EXERCISE AIM - Keep to the lines from the one with "of the grassy" through the end of the data, and write them out exactly.

RECORDS SUPPLIED -
»»
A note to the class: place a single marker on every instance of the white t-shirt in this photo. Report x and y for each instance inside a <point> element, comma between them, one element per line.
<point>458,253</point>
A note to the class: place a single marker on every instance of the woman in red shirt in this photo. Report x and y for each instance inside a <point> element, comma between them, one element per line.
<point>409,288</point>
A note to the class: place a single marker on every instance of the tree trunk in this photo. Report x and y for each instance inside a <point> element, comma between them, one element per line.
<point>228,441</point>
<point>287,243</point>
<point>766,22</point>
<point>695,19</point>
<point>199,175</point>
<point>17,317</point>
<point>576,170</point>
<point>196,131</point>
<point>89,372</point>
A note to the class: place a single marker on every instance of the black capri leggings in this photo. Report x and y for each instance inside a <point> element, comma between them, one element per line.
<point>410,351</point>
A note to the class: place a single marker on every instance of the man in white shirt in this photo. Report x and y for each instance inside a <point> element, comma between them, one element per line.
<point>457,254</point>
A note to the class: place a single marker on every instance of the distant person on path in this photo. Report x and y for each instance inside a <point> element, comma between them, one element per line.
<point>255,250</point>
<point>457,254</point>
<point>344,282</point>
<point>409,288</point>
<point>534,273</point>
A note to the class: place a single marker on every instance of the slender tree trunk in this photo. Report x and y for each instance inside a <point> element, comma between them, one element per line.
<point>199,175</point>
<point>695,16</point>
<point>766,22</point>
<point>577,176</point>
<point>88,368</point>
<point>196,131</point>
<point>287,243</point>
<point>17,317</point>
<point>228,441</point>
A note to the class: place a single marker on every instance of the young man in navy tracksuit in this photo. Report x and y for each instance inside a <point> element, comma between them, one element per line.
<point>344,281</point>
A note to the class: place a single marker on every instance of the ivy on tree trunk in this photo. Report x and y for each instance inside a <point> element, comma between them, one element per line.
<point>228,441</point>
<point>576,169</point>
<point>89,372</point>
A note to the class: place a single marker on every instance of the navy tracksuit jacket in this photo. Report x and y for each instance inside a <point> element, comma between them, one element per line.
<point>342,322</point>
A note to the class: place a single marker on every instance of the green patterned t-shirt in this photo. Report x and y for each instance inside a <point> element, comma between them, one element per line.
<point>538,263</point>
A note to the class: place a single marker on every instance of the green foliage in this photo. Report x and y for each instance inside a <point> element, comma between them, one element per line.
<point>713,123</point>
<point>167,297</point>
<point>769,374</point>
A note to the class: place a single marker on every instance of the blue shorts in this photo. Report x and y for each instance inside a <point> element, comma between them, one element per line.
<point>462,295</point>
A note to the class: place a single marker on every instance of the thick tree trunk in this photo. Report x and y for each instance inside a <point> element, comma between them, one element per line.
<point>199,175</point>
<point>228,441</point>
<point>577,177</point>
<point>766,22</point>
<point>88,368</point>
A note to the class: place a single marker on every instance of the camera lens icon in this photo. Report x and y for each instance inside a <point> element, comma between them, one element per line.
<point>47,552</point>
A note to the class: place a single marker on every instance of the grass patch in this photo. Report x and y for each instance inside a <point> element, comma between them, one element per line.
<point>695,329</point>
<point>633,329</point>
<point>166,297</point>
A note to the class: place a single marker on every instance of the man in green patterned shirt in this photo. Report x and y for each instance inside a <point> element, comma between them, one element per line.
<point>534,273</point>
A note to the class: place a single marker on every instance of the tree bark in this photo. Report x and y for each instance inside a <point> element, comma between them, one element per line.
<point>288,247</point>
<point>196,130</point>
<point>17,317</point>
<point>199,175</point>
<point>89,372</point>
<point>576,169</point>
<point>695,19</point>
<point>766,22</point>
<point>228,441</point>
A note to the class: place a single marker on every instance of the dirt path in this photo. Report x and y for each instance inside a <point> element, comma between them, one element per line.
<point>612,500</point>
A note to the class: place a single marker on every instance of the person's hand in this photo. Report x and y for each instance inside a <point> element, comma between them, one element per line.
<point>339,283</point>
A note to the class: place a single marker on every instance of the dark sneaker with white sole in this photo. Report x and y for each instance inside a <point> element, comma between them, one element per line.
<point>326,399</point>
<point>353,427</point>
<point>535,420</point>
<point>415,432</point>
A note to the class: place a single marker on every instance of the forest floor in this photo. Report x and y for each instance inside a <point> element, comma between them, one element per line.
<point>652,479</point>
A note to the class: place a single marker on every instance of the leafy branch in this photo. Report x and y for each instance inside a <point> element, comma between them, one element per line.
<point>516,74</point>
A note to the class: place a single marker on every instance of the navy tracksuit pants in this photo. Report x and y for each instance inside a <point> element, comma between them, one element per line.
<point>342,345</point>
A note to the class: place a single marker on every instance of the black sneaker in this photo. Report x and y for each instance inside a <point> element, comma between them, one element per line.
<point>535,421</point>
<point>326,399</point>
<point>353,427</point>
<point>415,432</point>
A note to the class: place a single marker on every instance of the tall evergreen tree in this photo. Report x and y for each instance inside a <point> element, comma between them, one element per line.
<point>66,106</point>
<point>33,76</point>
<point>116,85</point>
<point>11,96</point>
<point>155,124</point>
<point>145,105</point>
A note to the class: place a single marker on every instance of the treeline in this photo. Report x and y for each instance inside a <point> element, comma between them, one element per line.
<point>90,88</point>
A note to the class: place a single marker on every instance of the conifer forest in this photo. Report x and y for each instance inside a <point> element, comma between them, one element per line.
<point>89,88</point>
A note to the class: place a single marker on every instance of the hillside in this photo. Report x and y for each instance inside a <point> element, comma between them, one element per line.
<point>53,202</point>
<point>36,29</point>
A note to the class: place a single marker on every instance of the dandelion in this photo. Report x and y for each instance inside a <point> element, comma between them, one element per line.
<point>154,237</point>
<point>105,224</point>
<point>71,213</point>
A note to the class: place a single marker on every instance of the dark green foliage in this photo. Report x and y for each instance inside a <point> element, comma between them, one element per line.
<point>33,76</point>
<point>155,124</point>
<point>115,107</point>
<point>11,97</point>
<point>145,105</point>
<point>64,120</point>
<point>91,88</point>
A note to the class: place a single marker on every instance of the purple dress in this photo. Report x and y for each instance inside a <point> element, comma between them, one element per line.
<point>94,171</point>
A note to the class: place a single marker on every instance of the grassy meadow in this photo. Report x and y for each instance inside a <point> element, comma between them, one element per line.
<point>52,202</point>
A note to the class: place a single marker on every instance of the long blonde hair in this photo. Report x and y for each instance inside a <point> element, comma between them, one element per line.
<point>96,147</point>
««
PROBLEM SOLUTION -
A note to the class: place a single marker on every instance of the grassy meadow in this photo. Report x and y for each instance inside a <point> element, comma between them, one element per line.
<point>52,202</point>
A note to the class: place a single marker on every instance of the long blonde hair in this photo. Report x and y for each instance inside a <point> element, comma between them, one element per line.
<point>96,147</point>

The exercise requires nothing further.